Segment Start: MATERIAL PROVIDED

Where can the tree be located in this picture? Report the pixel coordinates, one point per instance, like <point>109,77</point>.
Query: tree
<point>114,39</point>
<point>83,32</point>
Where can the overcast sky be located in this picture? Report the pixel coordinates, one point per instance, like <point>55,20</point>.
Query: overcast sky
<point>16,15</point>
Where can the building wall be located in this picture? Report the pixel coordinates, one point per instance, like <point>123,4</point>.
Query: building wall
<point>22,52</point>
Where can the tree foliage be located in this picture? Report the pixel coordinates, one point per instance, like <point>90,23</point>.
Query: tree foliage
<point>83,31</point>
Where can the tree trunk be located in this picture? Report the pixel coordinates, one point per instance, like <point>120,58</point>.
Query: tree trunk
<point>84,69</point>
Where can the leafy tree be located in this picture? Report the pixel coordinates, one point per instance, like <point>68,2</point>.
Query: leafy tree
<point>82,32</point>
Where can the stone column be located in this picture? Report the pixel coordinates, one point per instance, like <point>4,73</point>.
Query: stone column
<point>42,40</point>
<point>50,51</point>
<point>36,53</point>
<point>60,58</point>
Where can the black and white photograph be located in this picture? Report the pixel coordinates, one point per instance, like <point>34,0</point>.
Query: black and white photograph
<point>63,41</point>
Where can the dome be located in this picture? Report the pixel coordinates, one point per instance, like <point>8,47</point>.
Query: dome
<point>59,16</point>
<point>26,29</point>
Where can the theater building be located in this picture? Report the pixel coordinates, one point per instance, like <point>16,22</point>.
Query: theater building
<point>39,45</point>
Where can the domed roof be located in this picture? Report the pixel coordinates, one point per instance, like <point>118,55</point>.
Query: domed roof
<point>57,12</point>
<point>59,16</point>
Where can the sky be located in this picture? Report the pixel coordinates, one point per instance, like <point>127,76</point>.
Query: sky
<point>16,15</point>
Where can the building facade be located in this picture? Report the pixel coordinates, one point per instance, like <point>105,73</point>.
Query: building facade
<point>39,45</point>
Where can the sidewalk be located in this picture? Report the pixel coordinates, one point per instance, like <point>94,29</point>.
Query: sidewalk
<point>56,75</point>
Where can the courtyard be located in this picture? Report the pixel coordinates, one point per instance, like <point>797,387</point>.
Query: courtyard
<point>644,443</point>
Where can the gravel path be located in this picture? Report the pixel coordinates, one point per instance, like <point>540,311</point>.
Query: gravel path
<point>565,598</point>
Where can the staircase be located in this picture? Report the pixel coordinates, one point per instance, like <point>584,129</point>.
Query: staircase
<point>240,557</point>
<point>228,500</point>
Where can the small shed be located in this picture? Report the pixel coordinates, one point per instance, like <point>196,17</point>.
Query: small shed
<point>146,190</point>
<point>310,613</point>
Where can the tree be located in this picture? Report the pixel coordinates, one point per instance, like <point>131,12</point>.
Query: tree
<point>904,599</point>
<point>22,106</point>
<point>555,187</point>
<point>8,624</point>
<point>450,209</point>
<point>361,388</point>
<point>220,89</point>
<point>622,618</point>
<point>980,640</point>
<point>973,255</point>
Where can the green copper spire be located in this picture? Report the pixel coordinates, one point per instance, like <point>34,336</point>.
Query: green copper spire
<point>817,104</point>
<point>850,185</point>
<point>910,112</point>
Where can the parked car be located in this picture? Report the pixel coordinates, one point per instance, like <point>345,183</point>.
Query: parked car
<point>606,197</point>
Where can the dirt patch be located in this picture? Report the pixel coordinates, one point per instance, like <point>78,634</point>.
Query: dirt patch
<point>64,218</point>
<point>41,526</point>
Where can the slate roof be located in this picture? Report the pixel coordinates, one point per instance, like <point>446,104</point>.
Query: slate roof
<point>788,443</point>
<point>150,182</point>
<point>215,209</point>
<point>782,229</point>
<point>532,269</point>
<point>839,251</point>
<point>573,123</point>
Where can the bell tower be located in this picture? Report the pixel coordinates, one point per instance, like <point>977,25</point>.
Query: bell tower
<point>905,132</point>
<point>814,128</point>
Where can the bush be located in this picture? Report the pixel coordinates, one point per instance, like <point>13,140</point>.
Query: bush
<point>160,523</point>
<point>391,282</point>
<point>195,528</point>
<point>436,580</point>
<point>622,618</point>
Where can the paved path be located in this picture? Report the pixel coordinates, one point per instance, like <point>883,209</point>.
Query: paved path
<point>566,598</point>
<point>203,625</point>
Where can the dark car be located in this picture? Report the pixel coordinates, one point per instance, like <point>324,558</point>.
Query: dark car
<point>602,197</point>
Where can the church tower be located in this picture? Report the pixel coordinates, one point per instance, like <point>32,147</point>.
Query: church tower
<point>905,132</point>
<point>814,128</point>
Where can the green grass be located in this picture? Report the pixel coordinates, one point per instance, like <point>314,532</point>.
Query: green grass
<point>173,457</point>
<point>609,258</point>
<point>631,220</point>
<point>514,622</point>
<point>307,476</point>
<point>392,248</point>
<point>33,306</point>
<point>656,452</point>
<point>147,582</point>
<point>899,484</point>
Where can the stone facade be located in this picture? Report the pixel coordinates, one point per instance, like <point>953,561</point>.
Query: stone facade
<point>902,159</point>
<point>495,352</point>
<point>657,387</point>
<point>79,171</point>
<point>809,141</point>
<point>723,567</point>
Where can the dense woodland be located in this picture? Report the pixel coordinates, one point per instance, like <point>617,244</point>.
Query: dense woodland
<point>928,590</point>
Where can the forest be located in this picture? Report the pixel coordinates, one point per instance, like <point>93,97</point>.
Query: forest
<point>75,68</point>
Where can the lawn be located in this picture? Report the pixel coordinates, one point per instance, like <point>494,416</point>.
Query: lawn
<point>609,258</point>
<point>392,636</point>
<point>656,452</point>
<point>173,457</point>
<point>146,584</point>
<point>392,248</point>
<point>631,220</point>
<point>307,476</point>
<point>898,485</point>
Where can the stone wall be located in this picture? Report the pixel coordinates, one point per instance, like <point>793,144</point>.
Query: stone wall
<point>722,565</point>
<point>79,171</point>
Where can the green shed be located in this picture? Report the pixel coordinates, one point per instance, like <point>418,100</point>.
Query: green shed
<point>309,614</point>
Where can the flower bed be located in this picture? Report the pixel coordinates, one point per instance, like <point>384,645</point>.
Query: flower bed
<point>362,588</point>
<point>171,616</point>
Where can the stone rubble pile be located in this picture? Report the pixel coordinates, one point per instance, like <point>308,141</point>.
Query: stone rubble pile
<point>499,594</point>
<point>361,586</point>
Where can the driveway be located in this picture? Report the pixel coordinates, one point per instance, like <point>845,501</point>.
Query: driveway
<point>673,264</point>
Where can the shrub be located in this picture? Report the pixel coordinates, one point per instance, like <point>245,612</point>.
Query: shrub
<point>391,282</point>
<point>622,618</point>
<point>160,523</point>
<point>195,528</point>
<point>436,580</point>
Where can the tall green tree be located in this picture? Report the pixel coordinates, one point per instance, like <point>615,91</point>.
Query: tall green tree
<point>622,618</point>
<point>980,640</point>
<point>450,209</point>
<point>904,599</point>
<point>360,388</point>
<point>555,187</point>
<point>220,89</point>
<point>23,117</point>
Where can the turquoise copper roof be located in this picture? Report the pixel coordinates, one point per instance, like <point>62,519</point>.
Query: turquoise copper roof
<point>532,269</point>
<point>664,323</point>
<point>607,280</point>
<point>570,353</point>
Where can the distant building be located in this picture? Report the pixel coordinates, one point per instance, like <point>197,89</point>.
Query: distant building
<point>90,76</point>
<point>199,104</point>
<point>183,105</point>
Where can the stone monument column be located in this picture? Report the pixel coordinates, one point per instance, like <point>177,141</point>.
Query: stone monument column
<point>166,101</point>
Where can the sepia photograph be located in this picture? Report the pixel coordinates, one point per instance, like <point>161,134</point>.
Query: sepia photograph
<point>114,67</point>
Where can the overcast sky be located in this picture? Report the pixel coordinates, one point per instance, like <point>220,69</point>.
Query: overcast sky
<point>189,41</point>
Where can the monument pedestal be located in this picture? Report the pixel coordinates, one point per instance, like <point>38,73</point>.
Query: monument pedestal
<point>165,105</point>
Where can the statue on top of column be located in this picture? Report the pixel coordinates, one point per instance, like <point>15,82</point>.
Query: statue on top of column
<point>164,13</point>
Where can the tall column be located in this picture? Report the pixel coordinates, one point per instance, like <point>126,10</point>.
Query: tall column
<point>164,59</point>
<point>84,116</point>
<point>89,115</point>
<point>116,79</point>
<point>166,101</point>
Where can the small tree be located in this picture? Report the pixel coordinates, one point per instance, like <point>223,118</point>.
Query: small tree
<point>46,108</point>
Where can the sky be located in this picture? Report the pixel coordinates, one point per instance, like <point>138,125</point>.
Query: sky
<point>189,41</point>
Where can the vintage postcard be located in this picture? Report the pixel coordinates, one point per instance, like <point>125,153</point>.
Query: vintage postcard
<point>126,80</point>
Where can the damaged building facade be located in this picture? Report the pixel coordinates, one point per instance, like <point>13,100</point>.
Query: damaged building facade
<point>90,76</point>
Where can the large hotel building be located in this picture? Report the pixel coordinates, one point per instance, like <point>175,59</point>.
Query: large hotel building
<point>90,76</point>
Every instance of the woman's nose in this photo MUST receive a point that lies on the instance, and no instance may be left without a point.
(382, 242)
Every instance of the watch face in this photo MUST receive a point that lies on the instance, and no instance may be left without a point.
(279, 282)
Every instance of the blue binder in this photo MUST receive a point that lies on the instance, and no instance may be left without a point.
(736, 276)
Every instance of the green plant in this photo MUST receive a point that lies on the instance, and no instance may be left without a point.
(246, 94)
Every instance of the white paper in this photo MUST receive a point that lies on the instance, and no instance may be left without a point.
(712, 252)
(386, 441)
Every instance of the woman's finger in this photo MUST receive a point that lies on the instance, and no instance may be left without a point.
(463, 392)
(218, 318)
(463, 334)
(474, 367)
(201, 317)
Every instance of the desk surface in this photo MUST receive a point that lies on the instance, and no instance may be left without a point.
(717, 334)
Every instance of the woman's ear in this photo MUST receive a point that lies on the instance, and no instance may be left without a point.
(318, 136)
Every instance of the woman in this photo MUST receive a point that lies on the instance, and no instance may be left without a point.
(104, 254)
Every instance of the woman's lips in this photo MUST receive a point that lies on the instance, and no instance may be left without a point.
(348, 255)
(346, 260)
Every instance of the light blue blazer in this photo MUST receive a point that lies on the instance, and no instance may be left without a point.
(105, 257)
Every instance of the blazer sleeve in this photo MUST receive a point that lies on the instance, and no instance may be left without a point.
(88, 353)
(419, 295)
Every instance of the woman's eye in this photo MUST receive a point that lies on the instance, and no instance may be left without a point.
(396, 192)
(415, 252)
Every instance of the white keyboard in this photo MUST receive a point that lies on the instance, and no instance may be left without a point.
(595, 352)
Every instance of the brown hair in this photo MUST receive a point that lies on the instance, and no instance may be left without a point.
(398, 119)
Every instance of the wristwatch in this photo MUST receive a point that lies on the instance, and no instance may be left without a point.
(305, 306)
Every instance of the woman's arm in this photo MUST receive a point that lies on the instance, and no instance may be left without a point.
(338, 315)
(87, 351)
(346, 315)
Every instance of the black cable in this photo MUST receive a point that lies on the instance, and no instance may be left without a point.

Segment End: MATERIAL PROVIDED

- WHAT THE TASK ASKS -
Among the records above, repeat exactly the line with "Where can the forest", the line with "Where can the flower", and every line in between, and only those.

- SOLUTION TO THE PROBLEM -
Where can the forest be located in this picture? Report the pixel coordinates, one point per instance, like <point>93,97</point>.
Query: forest
<point>75,68</point>
Where can the lawn be located in this picture? Report the pixel coordinates, one point per instance, like <point>494,416</point>.
Query: lawn
<point>609,258</point>
<point>392,636</point>
<point>656,452</point>
<point>173,457</point>
<point>146,584</point>
<point>392,248</point>
<point>631,220</point>
<point>307,476</point>
<point>898,485</point>
Where can the stone wall be located in this picture? Report the pixel coordinates, one point per instance, like <point>793,144</point>.
Query: stone wall
<point>722,565</point>
<point>79,171</point>
Where can the green shed be located in this picture? Report the pixel coordinates, one point per instance, like <point>418,100</point>.
Query: green shed
<point>309,614</point>
Where can the flower bed be located in this picture? Report the pixel coordinates, one point per instance, like <point>384,645</point>.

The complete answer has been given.